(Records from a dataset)

————————

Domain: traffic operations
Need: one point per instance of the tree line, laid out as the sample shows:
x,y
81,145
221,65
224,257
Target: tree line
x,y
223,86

————————

= Short exercise =
Rewrite the material with "tree line" changed to "guardrail" wherever it occurs, keeping everything else the same.

= Written solution =
Domain: traffic operations
Need: one point per instance of the guardrail, laid out as the sample shows:
x,y
81,145
221,65
224,257
Target: guardrail
x,y
223,86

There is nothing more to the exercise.